:: ФРАГМЕНТ ДЛЯ ЧТЕНИЯ ::
# # # # #

На картине справа Пикассо пишет лицо и тело девушки так, что они будто распадаются на профиль и анфас, на маску и плоскость. Длинная шея, вытянутая голова, геометризированные черты лица и крупные цветы образуют фигуру, в которой легко вообразить конкретную женщину с такой посадкой головы и характерным профилем. В то же время дробление формы, разрыв контура и плотные цветовые пятна лишают её психологической глубины, превращая в устойчивый тип «женщина Пикассо», а не индивидуальную Жаклин.
Сопоставление этих работ заставляет задуматься о том, как по‑разному мы считываем уникальность у человека и у животного. В портрете Пикассо индивидуальность теряется в типе: человеческое лицо становится маской. У Марка, напротив, чрезмерная стилизация тигра не воспринимается как портрет конкретного зверя, зритель видит просто «тигра» как вид. Для обывателя животное здесь не нуждается в индивидуальных чертах, потому что оно не считается личностью.
Портрет Жаклин у Пикассо теряет уникальность и становится просто образом человека, а зверь у Марка, наоборот, получает выразительную форму, которая легко могла бы принадлежать характерному человеческому портрету. Формальные приёмы, такие как укрупнение головы, вытяжение шеи, ломкие диагонали, жёсткий цвет, одинаково работают и в анималистике, и в портрете.


«The Foxes», Франц Марк, 1913; «Автопортрет», Жанна Эбютерн, 1917
Обе картины строятся на ярких цветах, острых линиях и замкнутых силуэтах. В «Лисах» Франца Марка тела животных разложены на ломаные треугольные плоскости. Их контуры режут пространство, яркие оранжевые и красные пятна врезаются в сине‑зеленый фон, и вся сцена кажется колючей и напряженной.

# # # # #

(Записи о расположении объектов на изображениях)
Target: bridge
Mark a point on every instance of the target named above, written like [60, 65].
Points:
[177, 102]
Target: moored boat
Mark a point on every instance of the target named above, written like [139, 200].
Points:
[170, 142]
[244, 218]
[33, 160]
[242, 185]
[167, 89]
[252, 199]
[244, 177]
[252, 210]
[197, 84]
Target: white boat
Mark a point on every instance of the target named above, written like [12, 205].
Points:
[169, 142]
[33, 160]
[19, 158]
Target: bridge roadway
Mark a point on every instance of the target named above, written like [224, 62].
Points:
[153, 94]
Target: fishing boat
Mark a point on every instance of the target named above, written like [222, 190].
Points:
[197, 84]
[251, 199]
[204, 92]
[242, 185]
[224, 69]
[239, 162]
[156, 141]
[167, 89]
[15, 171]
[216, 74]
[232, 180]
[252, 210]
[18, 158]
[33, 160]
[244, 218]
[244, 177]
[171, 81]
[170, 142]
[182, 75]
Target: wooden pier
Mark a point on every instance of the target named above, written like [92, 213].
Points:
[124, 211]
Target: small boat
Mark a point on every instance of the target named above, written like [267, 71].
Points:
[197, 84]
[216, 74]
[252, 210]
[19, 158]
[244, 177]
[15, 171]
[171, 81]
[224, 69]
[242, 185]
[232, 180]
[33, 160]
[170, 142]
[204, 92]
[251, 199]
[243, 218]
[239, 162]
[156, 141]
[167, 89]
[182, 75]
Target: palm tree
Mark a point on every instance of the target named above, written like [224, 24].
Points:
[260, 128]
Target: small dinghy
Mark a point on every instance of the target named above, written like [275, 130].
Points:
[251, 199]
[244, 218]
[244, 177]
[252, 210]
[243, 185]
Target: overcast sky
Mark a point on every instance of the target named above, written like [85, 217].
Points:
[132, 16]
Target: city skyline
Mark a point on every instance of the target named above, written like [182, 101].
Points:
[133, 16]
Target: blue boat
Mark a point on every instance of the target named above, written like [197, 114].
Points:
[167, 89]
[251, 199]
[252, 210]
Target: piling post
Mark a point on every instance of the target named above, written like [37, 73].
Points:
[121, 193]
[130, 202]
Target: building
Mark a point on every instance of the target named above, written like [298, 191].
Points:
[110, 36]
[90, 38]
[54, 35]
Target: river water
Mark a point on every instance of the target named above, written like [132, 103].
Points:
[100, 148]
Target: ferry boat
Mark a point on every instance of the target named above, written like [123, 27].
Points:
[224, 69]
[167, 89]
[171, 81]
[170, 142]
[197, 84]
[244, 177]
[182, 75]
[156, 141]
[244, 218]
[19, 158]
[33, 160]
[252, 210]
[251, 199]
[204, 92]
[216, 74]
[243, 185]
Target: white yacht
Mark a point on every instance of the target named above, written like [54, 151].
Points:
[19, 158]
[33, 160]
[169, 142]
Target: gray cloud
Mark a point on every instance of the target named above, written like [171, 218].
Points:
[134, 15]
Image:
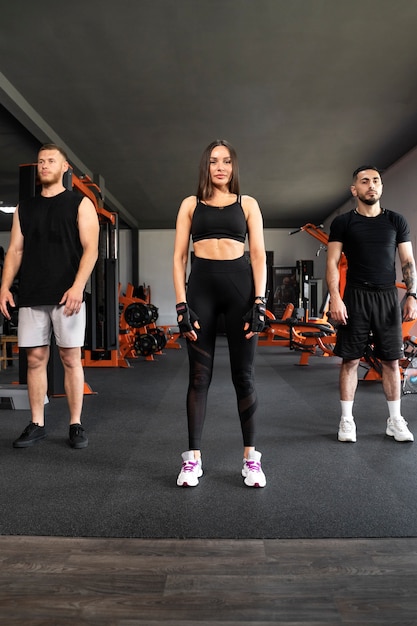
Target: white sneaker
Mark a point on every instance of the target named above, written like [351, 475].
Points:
[397, 428]
[347, 430]
[191, 470]
[252, 470]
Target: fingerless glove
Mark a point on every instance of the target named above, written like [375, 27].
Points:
[256, 317]
[188, 317]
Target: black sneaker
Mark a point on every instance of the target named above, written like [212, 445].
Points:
[31, 435]
[78, 438]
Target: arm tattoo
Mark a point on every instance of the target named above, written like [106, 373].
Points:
[409, 275]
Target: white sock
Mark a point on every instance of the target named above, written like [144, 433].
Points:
[394, 408]
[347, 406]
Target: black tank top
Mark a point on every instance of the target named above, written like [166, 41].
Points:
[52, 248]
[228, 222]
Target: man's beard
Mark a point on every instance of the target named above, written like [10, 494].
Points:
[369, 201]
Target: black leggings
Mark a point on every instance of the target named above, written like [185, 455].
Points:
[215, 288]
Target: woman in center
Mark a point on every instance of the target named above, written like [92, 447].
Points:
[221, 281]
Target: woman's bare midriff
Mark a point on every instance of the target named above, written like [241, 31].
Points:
[219, 249]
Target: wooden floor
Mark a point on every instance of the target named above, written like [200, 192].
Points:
[125, 582]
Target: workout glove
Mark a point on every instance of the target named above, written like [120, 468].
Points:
[188, 317]
[256, 318]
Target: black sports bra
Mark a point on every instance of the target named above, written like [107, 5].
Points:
[227, 222]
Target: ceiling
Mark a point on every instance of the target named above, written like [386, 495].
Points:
[306, 90]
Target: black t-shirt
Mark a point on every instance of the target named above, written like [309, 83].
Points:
[370, 245]
[52, 248]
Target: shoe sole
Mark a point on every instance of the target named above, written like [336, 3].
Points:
[255, 485]
[185, 484]
[408, 440]
[346, 439]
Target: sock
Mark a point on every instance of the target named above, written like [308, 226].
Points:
[394, 408]
[347, 406]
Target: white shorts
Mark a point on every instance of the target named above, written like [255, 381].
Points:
[35, 326]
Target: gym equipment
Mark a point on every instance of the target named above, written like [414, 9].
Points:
[139, 314]
[138, 333]
[369, 361]
[305, 337]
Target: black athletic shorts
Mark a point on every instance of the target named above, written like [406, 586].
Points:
[371, 310]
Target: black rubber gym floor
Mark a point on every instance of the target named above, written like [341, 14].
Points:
[124, 483]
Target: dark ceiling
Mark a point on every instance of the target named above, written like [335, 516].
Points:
[306, 90]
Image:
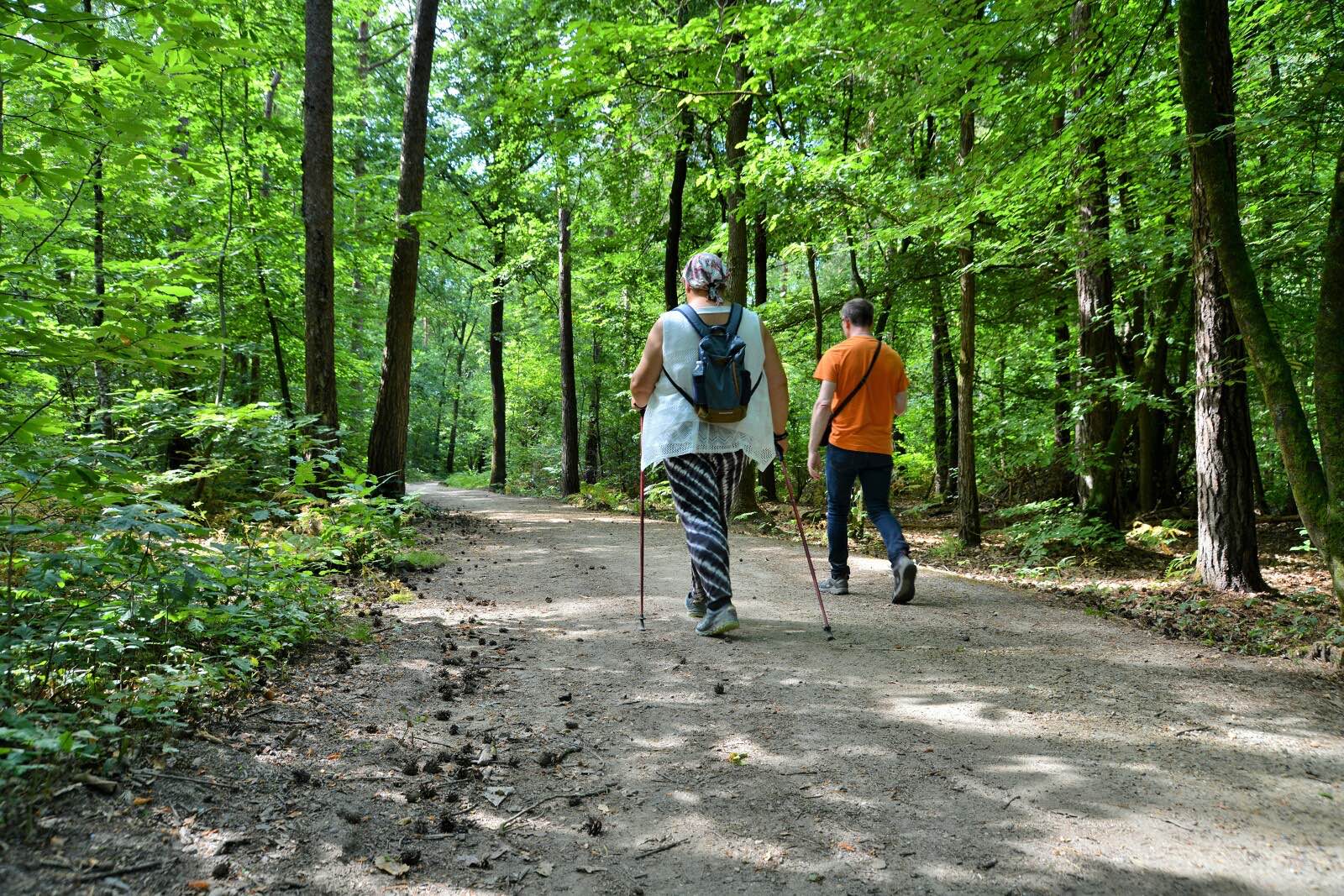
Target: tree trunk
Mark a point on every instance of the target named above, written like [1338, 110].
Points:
[817, 329]
[739, 121]
[319, 224]
[968, 488]
[1206, 69]
[569, 389]
[938, 349]
[391, 412]
[1227, 555]
[496, 358]
[672, 254]
[593, 446]
[1095, 298]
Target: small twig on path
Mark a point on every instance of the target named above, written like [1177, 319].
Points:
[546, 799]
[662, 849]
[118, 872]
[194, 781]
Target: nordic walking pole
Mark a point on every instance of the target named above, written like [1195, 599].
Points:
[806, 551]
[642, 520]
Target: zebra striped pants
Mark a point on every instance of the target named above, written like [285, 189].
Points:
[702, 490]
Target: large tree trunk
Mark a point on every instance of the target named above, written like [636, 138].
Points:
[1095, 300]
[1223, 445]
[968, 490]
[496, 358]
[569, 389]
[391, 412]
[319, 224]
[593, 441]
[1206, 67]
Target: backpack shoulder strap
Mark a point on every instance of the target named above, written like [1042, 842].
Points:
[864, 379]
[696, 320]
[734, 320]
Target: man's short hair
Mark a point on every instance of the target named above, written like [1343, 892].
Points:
[858, 312]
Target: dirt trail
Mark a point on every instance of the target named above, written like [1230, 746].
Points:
[976, 741]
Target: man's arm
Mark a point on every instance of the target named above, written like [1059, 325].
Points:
[820, 417]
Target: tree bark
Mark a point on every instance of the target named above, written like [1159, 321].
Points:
[968, 490]
[319, 224]
[569, 389]
[1097, 352]
[817, 324]
[499, 410]
[1206, 80]
[739, 121]
[391, 412]
[1227, 555]
[593, 443]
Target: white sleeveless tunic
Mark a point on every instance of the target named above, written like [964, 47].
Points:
[671, 426]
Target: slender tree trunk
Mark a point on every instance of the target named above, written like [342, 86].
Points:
[817, 324]
[938, 374]
[1227, 555]
[391, 414]
[496, 359]
[1206, 69]
[319, 224]
[593, 446]
[968, 488]
[569, 389]
[1097, 354]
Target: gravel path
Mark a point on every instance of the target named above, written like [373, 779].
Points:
[978, 741]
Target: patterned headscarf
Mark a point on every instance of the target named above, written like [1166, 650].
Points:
[707, 271]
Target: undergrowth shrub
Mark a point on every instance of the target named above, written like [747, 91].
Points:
[1046, 528]
[127, 614]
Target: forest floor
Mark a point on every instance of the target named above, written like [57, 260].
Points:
[501, 725]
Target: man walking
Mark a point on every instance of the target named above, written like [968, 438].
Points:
[871, 383]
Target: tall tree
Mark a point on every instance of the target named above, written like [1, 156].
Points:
[569, 389]
[1095, 286]
[319, 223]
[387, 436]
[1317, 479]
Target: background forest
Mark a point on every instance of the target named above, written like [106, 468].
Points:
[250, 250]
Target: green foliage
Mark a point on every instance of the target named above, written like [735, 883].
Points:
[1046, 528]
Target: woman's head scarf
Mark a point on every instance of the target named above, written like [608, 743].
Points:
[707, 271]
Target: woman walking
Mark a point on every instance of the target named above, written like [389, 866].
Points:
[703, 449]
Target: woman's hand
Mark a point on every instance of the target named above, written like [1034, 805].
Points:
[815, 465]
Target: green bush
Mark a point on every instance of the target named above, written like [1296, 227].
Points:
[1045, 528]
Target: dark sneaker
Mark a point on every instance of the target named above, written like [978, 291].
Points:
[717, 622]
[835, 586]
[694, 605]
[904, 571]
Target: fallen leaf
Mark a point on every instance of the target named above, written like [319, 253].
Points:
[497, 794]
[390, 866]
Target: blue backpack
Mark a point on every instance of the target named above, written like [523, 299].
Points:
[721, 385]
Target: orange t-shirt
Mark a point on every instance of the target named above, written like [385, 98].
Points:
[864, 425]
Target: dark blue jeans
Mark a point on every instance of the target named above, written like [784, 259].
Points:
[874, 474]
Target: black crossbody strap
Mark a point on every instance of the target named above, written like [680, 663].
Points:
[871, 364]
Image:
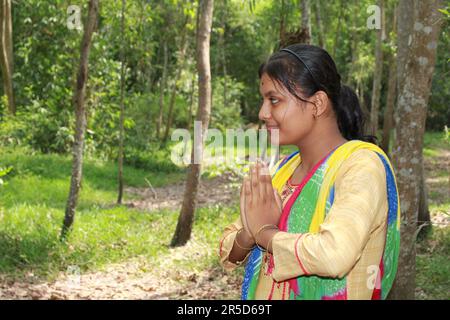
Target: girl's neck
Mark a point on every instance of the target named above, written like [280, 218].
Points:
[313, 150]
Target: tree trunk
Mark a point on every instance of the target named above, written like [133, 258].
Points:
[388, 118]
[80, 114]
[318, 7]
[306, 20]
[6, 56]
[122, 107]
[338, 30]
[423, 219]
[355, 43]
[222, 46]
[184, 44]
[390, 101]
[378, 74]
[413, 94]
[162, 89]
[282, 24]
[186, 218]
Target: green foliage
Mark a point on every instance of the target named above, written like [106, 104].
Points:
[227, 115]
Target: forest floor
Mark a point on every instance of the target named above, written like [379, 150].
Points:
[137, 278]
[164, 277]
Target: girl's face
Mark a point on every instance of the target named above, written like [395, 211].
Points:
[280, 110]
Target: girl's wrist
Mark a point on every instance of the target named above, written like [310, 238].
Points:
[245, 238]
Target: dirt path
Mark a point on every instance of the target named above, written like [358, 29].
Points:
[138, 279]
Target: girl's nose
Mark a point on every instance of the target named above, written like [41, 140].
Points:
[264, 113]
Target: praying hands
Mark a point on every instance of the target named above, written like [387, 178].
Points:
[261, 205]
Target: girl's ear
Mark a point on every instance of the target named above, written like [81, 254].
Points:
[321, 103]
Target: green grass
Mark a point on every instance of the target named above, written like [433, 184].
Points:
[32, 206]
[433, 267]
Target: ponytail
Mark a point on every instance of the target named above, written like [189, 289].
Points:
[350, 117]
[312, 69]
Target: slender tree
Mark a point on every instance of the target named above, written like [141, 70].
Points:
[319, 23]
[80, 115]
[306, 20]
[186, 218]
[378, 74]
[181, 58]
[414, 90]
[6, 53]
[122, 106]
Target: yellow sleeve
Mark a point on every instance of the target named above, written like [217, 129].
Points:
[360, 195]
[226, 244]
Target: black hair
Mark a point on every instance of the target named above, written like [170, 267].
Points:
[320, 73]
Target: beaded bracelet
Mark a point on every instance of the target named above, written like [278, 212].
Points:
[237, 243]
[270, 226]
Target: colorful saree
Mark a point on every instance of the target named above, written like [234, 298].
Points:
[305, 211]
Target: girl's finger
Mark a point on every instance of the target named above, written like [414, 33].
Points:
[278, 199]
[254, 183]
[266, 181]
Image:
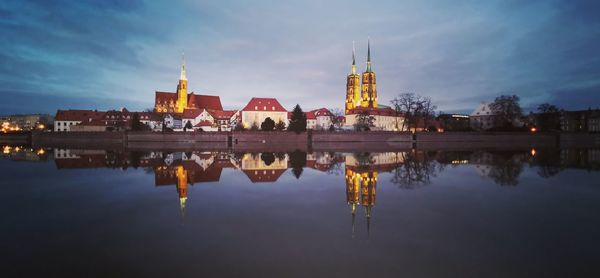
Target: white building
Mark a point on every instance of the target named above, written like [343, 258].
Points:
[258, 109]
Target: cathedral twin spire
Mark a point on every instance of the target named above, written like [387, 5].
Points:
[361, 94]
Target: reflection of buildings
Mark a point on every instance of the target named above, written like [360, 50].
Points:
[17, 153]
[361, 179]
[264, 167]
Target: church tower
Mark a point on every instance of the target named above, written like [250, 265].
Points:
[181, 89]
[352, 86]
[369, 84]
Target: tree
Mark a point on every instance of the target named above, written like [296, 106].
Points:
[268, 124]
[506, 109]
[336, 117]
[298, 120]
[548, 117]
[280, 126]
[413, 107]
[364, 121]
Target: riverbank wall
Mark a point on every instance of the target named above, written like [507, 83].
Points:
[373, 141]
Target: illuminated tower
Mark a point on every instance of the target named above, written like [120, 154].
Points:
[181, 89]
[369, 84]
[181, 174]
[352, 86]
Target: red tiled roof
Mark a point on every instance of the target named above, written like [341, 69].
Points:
[164, 97]
[204, 101]
[94, 122]
[191, 113]
[264, 104]
[222, 115]
[203, 123]
[375, 111]
[77, 115]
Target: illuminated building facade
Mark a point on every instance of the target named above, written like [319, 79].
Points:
[361, 98]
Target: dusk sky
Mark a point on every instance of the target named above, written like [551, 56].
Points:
[110, 54]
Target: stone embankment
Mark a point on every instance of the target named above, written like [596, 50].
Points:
[373, 141]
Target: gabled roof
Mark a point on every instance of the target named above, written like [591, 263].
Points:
[313, 114]
[164, 97]
[204, 102]
[93, 122]
[386, 111]
[264, 104]
[191, 113]
[222, 115]
[77, 115]
[483, 110]
[203, 123]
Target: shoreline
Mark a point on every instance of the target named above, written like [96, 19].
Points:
[313, 140]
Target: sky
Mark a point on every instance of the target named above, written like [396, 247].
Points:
[110, 54]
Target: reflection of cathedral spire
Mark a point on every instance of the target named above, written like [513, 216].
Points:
[181, 174]
[363, 184]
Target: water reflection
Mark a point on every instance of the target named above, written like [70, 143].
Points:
[407, 170]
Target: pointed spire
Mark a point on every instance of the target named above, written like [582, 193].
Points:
[368, 55]
[353, 71]
[182, 75]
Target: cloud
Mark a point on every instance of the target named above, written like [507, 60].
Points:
[458, 53]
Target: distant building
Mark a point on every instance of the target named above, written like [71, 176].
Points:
[482, 117]
[65, 119]
[454, 122]
[258, 109]
[28, 121]
[361, 99]
[580, 121]
[318, 119]
[96, 125]
[201, 111]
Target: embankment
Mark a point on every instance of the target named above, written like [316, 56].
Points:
[375, 141]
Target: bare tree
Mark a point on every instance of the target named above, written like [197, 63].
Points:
[506, 109]
[336, 116]
[413, 107]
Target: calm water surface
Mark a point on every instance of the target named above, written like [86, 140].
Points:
[82, 213]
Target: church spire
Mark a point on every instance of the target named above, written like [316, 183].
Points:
[353, 60]
[182, 76]
[369, 55]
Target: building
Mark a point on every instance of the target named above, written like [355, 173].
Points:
[65, 119]
[383, 118]
[580, 121]
[96, 125]
[201, 111]
[454, 122]
[27, 121]
[318, 119]
[482, 117]
[361, 99]
[258, 109]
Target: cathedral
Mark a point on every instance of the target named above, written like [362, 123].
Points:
[361, 98]
[180, 100]
[361, 95]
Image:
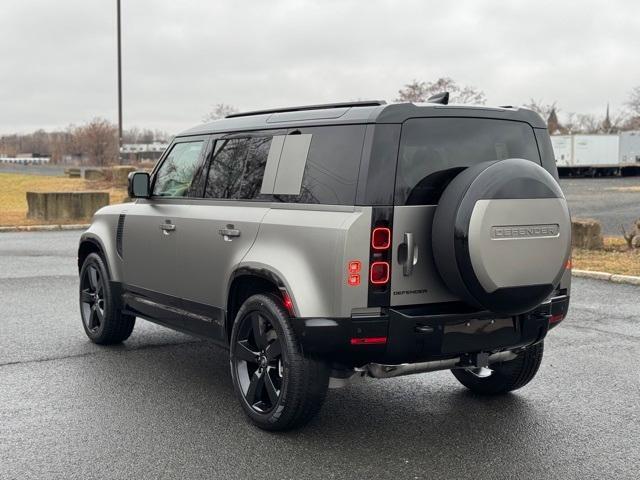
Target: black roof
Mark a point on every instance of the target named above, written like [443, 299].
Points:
[358, 113]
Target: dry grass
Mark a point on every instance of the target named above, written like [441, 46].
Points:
[634, 189]
[13, 198]
[614, 258]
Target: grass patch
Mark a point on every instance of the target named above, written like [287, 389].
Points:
[14, 187]
[614, 258]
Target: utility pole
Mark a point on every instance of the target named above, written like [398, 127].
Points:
[119, 86]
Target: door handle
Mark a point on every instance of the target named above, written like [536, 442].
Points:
[412, 254]
[167, 227]
[229, 232]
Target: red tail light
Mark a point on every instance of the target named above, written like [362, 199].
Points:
[556, 318]
[288, 303]
[353, 273]
[369, 341]
[379, 273]
[381, 238]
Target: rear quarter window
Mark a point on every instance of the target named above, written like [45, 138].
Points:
[332, 165]
[434, 150]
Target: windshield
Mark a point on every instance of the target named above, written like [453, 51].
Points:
[434, 150]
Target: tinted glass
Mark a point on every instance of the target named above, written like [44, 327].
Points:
[333, 162]
[237, 167]
[434, 150]
[546, 151]
[175, 175]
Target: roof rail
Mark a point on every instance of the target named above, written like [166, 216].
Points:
[365, 103]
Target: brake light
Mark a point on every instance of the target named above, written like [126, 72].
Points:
[369, 341]
[288, 303]
[381, 238]
[379, 273]
[556, 318]
[353, 273]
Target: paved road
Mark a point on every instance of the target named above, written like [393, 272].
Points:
[161, 405]
[613, 201]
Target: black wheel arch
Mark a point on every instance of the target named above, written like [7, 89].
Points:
[91, 244]
[244, 283]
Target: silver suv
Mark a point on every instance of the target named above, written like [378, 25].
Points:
[326, 243]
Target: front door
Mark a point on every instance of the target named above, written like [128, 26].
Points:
[217, 231]
[150, 231]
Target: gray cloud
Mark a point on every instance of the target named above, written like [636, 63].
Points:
[57, 59]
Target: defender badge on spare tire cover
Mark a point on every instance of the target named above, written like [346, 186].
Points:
[502, 235]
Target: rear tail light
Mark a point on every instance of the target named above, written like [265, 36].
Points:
[381, 238]
[288, 303]
[355, 266]
[380, 257]
[369, 341]
[379, 273]
[556, 318]
[353, 273]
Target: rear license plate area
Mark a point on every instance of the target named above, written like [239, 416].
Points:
[478, 335]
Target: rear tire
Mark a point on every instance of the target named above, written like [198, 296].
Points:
[503, 377]
[278, 387]
[103, 322]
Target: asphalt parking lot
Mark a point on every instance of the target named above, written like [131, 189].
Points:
[611, 200]
[161, 405]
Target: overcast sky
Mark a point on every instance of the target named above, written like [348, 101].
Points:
[180, 58]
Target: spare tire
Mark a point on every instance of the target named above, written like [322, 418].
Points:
[502, 235]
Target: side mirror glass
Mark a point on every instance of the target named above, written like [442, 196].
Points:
[139, 185]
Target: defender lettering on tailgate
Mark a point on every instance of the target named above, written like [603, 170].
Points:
[524, 231]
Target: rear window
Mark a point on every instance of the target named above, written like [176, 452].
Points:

# # # # #

:: ЗАДАНИЯ К ВЫПОЛНЕНИЮ ::
**a.** Воспроизведите без изменений часть текста о картинах Пикассо и Марка от слов «Портрет Жаклин у» до слов «колючей и напряженной.» включительно.
**b.** Продолжите текст о картинах Пикассо и Марка с того места, на котором он заканчивается.

:: ГОТОВЫЕ ОТВЕТЫ ::
**a.**
Портрет Жаклин у Пикассо теряет уникальность и становится просто образом человека, а зверь у Марка, наоборот, получает выразительную форму, которая легко могла бы принадлежать характерному человеческому портрету. Формальные приёмы, такие как укрупнение головы, вытяжение шеи, ломкие диагонали, жёсткий цвет, одинаково работают и в анималистике, и в портрете.


«The Foxes», Франц Марк, 1913; «Автопортрет», Жанна Эбютерн, 1917
Обе картины строятся на ярких цветах, острых линиях и замкнутых силуэтах. В «Лисах» Франца Марка тела животных разложены на ломаные треугольные плоскости. Их контуры режут пространство, яркие оранжевые и красные пятна врезаются в сине‑зеленый фон, и вся сцена кажется колючей и напряженной.

**b.**
На картине справа форма тоже собрана из вытянутых линий и закрытых очертаний. Узкое лицо, длинная шея, обтекаемый контур волос и плеча образуют один вытянутый силуэт, почти похожий на маску. Цвета приглушены, фон плоский и ненатурально яркий, фигура как будто прижата к плоскости. Взгляд направлен прямо на зрителя, но глаза кажутся застывшими, чуть стеклянными.
Картина слева дает образ животного, максимально стилизованного и абстрагированного. У лис нет индивидуальных морд, они превращаются в набор цветных треугольников. Это не конкретные звери, а знак настороженности, хитрости, скрытой энергии. Картина справа показывает человека, но портрет опять уходит от индивидуальности к типу. Лицо становится маской, а профиль почти звериной чертой с вытянутой шеей и заостренным подбородком.
Художники используют ломаные линии, острые углы, вытянутые профили и закрытые формы. Эти приемы роднят человеческий образ с животным и минимизируют привычные «человеческие» признаки. Граница между человеком и животным становится размытой: лисы превращаются в абстрактный знак характера, а портрет в зооморфный символ, в котором важнее типаж и пластика, чем конкретная личность.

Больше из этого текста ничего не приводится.